#### Texto selecionado ####
Vem o processo à Procuradoria-Geral para emissão do parecer a que se refere o nº 4 do artigo 2º do Decreto-Lei nº 43/76, de 20 de Janeiro.

Cumpre emiti-lo.



2.

2.1 -Da consulta do auto de averiguações oportunamente instaurado, extraem-se, com interesse, os seguintes factos:

-no dia 24 de Setembro de 1970, pelas 17.45 horas, o requerente participou numa sessão programada (exercício instrutória) de saltos de paraquedas, realizada na zona da Base Aérea nº 12, na ex-colónia da Guine;

-após a descida, o contacto com o solo deu-se por forma violenta, queixando-se, desde logo, de fortes dores no joelho direito;

-assistido medicamente, constatou-se do acidente não ter resultado aleijão, deformidade ou incapacidade total para o serviço, mas advieram-lhe 64 dias de incapacidade parcial para o mesmo;

-considerado curado, e sem culpa no acidente, a doença foi tida como adquirida no exercício das funções e o processo arquivado, por despacho de 30.11.71, do Comandante da Unidade.

2.2 - Por solicitação do ex-1º Cabo Pára-quedista (...), foi deferida a revisão do processo, em 23.06.86(1).


Alega dois aspectos novos:

-que o acidente teve lugar em consequência da intensidade do vento que se fazia sentir na altura e o fez cair desamparadamente no solo;

-que embora tivesse sido considerado curado, as lesões sofridas no joelho direito e ligamentos têm-se agravado progressivamente.

Reaberta a averiguação veio a apurar-se mais o seguinte:

-o acidente ficou a dever-se a "fortes rajadas de vento que se faziam sentir momentaneamente", variando de intensidade e direcção;

-para além das lesões no joelho o sinistrado sofrera lesões no pulso direito, o que se confirmou por prova testemunhal e pelas sequelas deixadas, observáveis por exames radiológicos;

-como consequência directa do acidente resultou para o sinistrado "rigidez articular da mão direita, na flexão-extensão” e "lesão dos ligamentos intra-articulares, sem bloqueio, do joelho direito".
####
Tarefa a realizar:
Segundo o texto selecionado, quantos dias de incapacidade parcial para o serviço resultaram do acidente de 24 de Setembro de 1970?
#### Itens fornecidos ####
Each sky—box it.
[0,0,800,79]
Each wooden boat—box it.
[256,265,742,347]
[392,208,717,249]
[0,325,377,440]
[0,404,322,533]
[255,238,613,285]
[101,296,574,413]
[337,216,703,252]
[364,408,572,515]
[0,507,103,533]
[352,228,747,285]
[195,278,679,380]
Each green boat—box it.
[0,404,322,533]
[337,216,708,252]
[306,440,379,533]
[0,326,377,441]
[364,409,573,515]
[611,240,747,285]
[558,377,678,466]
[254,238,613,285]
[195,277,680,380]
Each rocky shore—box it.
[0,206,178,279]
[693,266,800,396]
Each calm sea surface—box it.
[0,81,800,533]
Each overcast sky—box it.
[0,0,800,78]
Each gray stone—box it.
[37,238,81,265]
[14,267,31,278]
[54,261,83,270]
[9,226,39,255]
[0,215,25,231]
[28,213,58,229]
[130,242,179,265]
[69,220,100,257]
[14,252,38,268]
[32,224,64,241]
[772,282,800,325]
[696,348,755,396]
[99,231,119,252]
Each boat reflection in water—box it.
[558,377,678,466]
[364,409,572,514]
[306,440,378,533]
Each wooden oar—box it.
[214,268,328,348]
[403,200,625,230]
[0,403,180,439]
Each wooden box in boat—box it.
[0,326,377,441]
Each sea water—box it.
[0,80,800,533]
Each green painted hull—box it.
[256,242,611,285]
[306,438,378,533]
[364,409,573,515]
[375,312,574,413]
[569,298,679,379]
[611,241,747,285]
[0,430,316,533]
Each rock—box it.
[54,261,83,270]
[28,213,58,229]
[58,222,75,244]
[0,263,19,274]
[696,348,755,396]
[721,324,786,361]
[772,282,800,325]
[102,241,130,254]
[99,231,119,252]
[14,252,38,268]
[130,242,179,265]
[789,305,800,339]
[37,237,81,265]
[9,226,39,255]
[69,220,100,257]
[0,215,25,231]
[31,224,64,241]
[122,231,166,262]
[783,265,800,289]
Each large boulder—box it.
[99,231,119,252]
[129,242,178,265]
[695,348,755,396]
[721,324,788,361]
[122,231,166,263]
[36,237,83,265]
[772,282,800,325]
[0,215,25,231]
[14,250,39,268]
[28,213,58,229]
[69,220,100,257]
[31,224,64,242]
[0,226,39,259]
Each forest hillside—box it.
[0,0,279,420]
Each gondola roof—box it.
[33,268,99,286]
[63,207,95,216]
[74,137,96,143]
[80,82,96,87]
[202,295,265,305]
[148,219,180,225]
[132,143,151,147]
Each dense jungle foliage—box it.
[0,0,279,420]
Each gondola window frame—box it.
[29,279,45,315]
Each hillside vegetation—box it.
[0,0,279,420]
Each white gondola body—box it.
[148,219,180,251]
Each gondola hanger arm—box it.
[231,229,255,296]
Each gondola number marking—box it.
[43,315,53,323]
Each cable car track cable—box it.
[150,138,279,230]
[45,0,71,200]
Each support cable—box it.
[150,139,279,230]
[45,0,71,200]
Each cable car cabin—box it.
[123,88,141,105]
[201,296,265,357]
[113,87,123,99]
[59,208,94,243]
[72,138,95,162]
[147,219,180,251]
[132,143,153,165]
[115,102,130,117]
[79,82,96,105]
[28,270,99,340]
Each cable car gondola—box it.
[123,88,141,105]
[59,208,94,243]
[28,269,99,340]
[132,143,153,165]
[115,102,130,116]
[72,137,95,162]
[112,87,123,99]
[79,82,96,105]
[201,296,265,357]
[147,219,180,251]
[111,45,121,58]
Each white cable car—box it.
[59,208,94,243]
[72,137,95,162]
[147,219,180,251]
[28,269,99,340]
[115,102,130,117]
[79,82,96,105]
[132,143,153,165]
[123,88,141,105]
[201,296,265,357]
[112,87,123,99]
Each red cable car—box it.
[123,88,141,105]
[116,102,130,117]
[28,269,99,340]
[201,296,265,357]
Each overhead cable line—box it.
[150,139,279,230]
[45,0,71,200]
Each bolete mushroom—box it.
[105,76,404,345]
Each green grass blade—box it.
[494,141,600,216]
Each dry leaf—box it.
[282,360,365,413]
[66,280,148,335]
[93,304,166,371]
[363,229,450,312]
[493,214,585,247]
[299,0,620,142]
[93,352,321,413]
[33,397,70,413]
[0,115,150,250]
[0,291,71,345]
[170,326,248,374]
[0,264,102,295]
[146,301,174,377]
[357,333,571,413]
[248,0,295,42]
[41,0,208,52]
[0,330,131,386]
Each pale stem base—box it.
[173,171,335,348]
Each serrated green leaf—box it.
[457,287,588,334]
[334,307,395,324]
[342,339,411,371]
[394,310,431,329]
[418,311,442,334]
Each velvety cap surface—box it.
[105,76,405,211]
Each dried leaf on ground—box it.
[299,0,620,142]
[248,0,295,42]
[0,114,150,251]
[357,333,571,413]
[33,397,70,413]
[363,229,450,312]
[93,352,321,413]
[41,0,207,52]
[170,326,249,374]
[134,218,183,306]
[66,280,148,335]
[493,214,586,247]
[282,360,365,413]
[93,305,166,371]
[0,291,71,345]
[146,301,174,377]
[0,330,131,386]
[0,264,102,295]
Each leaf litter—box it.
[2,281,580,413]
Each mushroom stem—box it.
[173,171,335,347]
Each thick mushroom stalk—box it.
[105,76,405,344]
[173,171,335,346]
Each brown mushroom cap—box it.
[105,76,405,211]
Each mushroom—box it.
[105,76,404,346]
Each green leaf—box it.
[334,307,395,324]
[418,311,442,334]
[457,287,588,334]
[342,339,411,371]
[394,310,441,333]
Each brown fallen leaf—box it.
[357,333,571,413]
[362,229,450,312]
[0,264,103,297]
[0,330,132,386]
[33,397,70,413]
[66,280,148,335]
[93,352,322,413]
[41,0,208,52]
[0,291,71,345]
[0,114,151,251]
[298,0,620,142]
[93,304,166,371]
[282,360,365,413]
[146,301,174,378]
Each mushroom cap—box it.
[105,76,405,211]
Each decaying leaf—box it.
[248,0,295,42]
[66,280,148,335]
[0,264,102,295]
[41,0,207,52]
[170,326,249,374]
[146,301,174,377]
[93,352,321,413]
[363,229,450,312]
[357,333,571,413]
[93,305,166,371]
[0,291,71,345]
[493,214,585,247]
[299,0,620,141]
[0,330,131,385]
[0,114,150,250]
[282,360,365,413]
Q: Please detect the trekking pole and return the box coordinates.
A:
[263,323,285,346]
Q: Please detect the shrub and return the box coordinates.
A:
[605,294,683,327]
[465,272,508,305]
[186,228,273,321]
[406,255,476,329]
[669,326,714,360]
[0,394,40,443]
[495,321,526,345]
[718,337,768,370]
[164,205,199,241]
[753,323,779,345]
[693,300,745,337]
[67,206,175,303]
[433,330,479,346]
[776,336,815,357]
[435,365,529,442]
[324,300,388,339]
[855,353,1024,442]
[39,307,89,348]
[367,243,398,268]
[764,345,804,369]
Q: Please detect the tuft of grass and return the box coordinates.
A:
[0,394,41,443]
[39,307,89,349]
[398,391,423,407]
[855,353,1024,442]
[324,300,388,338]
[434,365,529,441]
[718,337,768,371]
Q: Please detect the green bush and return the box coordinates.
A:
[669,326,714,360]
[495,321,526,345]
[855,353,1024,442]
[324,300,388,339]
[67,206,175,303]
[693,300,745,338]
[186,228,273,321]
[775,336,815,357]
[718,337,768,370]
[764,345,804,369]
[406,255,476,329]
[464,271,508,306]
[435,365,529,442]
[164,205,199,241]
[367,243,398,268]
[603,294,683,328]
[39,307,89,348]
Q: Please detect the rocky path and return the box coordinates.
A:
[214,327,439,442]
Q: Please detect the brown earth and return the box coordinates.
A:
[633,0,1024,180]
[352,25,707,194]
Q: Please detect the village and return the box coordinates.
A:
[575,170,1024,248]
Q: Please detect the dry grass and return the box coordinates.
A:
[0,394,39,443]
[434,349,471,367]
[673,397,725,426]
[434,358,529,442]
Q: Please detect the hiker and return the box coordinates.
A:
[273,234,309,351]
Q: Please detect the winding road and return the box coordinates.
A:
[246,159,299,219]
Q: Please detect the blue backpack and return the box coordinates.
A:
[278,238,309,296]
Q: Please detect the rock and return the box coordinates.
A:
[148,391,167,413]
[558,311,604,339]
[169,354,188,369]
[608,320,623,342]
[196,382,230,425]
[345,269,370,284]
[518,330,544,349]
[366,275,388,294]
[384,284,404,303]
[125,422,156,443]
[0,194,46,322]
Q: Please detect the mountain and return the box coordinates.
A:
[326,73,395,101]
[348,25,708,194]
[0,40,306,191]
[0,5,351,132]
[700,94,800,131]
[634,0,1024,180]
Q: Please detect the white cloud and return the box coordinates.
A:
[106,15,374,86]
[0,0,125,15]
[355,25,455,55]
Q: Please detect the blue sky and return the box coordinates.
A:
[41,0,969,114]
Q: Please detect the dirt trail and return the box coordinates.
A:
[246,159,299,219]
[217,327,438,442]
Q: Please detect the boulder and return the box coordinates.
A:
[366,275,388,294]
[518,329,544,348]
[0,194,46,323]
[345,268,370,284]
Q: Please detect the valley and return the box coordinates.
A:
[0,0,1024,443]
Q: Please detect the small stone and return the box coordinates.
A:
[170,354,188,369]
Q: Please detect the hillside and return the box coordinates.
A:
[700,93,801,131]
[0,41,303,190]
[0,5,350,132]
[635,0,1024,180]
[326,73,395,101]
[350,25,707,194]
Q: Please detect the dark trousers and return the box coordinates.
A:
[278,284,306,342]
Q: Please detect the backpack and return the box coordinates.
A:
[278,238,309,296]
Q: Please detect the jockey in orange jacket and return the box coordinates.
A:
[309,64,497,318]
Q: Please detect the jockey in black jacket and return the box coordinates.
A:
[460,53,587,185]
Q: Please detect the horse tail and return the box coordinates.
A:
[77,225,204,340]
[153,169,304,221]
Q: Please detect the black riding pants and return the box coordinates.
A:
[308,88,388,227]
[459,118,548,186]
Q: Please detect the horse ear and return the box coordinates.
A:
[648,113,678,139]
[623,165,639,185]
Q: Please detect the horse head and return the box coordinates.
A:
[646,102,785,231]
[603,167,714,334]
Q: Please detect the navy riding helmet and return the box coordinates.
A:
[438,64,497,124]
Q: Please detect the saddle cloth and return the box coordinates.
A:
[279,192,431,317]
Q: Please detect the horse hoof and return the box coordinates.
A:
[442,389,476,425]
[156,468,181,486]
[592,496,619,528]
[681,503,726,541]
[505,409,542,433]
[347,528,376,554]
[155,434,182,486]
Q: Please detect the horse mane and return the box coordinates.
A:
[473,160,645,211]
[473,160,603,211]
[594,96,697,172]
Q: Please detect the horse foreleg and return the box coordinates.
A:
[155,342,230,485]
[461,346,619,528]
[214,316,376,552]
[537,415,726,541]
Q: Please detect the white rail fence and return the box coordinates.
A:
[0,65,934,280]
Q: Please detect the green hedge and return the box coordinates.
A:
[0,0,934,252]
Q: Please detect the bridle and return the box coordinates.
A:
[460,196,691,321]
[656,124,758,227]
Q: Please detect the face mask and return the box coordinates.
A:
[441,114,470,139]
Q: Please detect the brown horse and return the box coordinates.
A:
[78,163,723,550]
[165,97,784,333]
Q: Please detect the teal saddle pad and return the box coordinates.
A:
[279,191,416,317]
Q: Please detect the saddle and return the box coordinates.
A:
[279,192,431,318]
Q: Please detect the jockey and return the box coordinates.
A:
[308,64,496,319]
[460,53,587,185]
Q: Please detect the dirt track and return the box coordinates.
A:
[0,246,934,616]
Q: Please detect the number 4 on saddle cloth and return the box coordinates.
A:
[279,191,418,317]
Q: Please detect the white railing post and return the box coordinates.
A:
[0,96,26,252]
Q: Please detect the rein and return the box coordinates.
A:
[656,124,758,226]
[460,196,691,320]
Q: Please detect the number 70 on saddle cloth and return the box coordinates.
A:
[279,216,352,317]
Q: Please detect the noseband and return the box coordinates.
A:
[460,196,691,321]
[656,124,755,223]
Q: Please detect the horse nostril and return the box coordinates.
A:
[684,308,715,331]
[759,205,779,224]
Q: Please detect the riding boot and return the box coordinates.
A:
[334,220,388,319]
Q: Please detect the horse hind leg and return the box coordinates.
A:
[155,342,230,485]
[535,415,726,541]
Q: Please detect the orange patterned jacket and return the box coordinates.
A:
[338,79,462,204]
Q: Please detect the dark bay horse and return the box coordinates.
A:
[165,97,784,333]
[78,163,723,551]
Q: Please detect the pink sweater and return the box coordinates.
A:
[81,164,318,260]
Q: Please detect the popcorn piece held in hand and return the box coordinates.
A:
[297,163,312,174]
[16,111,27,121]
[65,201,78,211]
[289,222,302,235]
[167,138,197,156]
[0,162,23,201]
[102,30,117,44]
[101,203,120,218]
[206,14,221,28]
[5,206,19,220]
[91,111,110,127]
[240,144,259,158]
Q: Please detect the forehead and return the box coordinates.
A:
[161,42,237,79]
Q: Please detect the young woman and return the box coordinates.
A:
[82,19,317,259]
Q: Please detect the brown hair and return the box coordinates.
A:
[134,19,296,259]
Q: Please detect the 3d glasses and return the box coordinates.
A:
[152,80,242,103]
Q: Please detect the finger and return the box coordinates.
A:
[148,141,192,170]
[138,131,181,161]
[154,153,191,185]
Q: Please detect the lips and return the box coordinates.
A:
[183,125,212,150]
####
Caixa de resposta:
64 dias.